Saved entries

-- Opening Marker --

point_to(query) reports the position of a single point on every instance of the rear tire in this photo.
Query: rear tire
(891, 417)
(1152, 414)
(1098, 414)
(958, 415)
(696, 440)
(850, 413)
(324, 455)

-- Closing Marker --
-- Opening Marker --

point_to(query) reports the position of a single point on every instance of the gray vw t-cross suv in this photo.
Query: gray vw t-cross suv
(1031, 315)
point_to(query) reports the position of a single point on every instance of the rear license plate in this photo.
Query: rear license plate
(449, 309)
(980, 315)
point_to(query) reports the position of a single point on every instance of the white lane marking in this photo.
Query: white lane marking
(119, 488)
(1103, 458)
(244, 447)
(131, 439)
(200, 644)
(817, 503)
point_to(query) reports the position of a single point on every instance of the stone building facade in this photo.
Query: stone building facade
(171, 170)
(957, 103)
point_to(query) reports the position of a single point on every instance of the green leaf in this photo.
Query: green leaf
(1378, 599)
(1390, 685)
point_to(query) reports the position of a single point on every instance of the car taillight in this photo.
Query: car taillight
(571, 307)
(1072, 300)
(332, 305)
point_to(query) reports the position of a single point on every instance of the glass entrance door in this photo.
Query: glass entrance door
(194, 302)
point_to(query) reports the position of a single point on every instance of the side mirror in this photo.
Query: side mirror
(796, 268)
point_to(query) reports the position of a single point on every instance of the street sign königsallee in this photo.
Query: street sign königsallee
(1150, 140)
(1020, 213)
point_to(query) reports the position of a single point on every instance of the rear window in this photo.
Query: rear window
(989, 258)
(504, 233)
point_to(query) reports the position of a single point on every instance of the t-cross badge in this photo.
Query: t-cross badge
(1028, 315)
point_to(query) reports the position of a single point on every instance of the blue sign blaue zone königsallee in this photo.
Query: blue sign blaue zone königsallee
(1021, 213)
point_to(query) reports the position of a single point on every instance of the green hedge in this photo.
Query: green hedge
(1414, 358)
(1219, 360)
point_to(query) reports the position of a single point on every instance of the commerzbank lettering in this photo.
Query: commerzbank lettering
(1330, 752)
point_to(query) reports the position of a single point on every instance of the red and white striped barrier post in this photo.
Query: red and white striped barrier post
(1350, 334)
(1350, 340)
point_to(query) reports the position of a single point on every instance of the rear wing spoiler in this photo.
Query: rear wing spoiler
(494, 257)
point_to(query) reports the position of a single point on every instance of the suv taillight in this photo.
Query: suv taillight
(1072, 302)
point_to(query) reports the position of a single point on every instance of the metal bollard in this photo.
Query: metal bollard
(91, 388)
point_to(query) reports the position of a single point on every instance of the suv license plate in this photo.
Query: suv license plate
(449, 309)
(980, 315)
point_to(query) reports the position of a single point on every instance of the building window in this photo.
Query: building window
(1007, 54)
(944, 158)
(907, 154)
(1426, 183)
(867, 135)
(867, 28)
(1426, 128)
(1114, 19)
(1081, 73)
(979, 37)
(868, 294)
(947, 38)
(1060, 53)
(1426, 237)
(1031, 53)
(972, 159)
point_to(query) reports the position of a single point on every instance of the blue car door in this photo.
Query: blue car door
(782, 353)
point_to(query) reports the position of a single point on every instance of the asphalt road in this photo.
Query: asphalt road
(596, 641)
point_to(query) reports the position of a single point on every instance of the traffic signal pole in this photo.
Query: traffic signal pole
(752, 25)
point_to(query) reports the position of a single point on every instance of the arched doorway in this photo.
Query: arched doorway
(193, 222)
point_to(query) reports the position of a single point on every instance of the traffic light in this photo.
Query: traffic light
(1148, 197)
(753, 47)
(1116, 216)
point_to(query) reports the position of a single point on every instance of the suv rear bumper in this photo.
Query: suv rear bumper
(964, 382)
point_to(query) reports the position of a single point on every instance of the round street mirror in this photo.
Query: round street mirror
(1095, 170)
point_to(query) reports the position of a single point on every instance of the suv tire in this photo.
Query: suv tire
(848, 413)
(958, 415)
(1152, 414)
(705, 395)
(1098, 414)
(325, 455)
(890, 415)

-- Closing Marker --

How to complete this task: Give back exactly the lines above starting at the line where "leaf in this photo." appears and ending at the line where "side mirror in this photo." appears, both included, with no other lines.

Result below:
point_to(query) reports the position of a single point on every instance of the green leaf in this photo.
Query: green leaf
(1378, 599)
(1390, 685)
point_to(query) reports the position of a single point on every instance of the car taillight in this photo.
Query: car taillight
(571, 307)
(1072, 300)
(332, 305)
point_to(query) reports the position of a single point on every instance of the glass entrance door in this photo.
Query: glass entrance door
(194, 302)
point_to(query) reports the position of a single point on every instance of the side mirror in this photo.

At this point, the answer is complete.